*WRITTEN EXERCISE*:
In the stretch of records below from the line containing "For the dataset, tag each instance of the small red" through the line containing "Query: green leaf", change "single pin" to "single point". Give back only those lines, with everything else left as it is.

*Entries taken from a collection*:

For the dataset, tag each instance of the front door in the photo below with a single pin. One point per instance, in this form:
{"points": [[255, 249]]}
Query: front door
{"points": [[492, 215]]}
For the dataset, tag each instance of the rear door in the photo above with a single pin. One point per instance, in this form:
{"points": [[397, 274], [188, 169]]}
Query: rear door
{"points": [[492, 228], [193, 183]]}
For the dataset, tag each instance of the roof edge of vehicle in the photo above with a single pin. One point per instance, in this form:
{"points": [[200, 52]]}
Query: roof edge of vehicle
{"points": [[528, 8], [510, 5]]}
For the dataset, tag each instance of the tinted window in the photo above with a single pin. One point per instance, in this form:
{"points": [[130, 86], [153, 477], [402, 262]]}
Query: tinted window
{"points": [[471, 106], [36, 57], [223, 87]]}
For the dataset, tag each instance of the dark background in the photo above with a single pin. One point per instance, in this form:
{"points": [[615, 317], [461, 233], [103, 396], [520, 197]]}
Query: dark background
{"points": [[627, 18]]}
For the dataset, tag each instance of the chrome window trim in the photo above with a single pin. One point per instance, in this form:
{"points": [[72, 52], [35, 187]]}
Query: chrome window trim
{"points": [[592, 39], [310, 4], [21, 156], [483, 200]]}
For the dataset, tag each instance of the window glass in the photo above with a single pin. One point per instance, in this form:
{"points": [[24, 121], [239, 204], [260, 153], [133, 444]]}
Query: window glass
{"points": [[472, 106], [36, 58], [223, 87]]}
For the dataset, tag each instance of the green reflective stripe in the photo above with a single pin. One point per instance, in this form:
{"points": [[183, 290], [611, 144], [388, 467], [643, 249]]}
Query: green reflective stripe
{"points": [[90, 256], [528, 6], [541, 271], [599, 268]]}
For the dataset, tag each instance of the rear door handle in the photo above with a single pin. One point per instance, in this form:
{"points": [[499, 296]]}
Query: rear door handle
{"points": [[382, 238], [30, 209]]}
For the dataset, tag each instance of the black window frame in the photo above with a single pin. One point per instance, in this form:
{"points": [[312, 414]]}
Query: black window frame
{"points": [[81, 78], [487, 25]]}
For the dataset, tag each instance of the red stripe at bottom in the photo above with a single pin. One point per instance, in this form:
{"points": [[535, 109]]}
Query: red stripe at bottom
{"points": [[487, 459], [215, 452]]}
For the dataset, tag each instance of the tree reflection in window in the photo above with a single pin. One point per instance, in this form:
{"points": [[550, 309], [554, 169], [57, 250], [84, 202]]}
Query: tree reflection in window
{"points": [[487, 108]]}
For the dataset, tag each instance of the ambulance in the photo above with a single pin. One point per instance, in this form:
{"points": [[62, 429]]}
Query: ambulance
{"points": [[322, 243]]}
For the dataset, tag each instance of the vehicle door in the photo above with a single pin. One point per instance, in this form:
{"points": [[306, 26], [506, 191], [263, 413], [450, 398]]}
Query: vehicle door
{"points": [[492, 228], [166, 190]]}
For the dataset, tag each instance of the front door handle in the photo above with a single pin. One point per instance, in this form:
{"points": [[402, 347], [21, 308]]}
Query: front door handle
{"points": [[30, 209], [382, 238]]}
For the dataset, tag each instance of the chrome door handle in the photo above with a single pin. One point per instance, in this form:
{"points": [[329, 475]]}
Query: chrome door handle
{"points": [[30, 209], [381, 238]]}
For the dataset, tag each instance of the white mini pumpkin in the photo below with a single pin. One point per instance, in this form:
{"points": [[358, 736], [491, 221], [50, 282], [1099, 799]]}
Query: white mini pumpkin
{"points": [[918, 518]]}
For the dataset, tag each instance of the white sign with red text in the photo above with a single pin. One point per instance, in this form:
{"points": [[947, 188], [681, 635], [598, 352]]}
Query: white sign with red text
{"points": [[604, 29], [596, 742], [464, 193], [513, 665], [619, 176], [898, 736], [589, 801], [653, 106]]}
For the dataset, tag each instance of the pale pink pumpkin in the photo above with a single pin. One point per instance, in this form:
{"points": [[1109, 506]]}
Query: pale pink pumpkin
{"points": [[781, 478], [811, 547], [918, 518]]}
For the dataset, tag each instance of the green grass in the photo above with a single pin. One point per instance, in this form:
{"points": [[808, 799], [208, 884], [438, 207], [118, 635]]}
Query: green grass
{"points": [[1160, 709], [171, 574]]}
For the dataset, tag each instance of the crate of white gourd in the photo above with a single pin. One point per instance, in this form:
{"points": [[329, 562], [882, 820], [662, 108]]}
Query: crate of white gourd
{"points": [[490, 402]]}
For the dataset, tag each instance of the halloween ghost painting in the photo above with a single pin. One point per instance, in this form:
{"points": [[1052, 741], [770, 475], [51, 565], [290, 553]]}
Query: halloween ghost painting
...
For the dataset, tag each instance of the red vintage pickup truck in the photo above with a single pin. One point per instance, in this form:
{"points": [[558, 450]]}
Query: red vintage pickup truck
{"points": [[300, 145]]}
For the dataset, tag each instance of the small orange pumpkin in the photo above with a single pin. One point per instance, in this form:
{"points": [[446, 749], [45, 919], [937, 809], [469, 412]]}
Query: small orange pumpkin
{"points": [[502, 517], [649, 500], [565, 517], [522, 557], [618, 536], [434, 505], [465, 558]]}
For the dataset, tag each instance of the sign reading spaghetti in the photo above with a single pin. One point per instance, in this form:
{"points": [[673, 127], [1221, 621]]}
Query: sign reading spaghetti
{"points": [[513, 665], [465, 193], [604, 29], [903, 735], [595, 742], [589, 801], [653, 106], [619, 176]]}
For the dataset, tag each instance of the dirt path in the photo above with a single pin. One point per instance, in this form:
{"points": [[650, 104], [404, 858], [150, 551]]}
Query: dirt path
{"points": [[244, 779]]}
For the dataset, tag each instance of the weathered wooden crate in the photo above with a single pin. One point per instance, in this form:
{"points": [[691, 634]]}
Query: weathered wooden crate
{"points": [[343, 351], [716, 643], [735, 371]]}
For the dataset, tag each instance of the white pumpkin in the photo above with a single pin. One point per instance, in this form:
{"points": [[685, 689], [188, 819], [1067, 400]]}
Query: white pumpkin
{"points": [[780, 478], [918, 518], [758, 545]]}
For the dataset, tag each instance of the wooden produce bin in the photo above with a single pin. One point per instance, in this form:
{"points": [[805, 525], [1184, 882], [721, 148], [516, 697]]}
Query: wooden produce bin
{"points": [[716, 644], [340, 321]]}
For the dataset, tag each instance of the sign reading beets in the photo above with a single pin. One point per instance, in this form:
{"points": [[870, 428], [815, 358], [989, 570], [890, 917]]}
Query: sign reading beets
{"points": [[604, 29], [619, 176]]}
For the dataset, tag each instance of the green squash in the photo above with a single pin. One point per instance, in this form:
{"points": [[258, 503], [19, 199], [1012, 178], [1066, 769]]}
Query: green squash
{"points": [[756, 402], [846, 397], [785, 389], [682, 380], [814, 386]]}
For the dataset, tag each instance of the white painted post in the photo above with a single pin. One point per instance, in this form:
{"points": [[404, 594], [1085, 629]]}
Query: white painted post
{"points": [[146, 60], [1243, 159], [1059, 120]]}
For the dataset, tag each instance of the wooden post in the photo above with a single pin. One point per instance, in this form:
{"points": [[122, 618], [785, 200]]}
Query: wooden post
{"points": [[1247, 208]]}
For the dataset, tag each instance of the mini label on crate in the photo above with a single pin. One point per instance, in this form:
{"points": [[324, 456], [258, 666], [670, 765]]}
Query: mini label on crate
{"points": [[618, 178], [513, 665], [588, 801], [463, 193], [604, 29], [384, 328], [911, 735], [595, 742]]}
...
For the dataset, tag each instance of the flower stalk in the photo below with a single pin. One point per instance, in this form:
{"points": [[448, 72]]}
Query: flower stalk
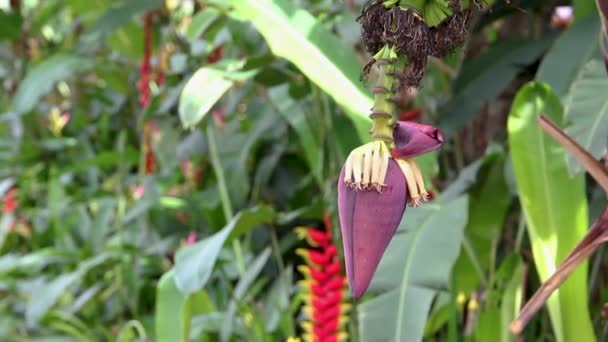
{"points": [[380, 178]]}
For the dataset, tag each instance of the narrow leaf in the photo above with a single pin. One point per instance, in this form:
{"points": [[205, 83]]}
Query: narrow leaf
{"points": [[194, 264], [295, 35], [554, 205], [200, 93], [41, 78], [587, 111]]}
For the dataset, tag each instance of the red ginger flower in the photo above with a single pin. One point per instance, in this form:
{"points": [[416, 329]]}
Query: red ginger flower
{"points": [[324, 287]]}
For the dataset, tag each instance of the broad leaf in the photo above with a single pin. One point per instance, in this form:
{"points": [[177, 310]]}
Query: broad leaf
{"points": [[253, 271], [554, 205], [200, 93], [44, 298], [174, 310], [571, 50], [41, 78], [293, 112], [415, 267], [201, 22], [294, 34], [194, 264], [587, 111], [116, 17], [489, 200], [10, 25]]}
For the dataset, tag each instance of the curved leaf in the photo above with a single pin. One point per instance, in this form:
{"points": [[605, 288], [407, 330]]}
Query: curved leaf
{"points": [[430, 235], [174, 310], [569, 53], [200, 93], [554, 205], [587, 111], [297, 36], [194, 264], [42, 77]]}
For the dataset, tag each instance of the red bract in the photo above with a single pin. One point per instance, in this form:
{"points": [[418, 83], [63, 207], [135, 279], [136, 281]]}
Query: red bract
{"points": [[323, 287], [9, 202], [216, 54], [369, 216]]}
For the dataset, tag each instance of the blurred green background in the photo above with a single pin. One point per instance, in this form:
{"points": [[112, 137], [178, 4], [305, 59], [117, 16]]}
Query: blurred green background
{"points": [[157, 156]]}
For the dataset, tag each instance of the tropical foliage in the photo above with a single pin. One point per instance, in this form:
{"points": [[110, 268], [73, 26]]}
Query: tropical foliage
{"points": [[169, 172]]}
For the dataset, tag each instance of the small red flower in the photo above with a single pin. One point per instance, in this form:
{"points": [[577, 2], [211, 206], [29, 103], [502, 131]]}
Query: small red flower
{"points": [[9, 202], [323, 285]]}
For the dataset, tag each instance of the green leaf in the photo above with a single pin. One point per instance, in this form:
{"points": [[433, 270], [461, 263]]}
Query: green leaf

*THE RESULT*:
For the dataset, tag each instance of the small red flower in the photo above with a single point. One point per instance, in this form:
{"points": [[577, 2], [211, 206], [29, 103], [502, 131]]}
Query: small red flower
{"points": [[9, 202], [323, 285]]}
For the dataset, tag each instance of the green leaf in the photo above with a single point. One point per instance, in this form:
{"points": [[433, 270], [461, 263]]}
Query: green leaf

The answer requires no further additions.